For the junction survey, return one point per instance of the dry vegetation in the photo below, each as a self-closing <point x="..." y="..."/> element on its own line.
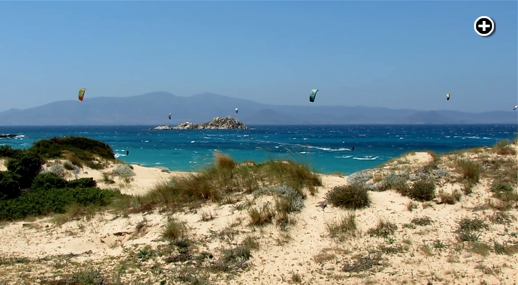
<point x="420" y="219"/>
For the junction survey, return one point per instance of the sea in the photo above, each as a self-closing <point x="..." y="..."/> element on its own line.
<point x="326" y="149"/>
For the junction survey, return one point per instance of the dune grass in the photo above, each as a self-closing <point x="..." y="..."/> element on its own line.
<point x="226" y="177"/>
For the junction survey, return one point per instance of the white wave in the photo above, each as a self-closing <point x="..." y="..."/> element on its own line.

================================

* [Your goal] Rewrite all the rows above with "coastal survey" swapped in wherever "junction survey" appears, changing nothing else and leaving out the pictures.

* [In response]
For the coastal survey, return one point per instance of the dry vegetation in the photo below, each as a self-closing <point x="..." y="..."/> element on its own line.
<point x="420" y="219"/>
For the coastal survey, return one point per instance of the sea in the photo above, each as a self-closing <point x="..." y="..."/> element on its own line.
<point x="326" y="149"/>
For the coastal survey, return one point per instance of the dune grass in the photo above, each as a self-closing <point x="..." y="..."/> element on its own line.
<point x="226" y="177"/>
For the coastal survey, return one point per instance of the white wave in the photo above, each as a self-closing <point x="..." y="..."/> element on its own line.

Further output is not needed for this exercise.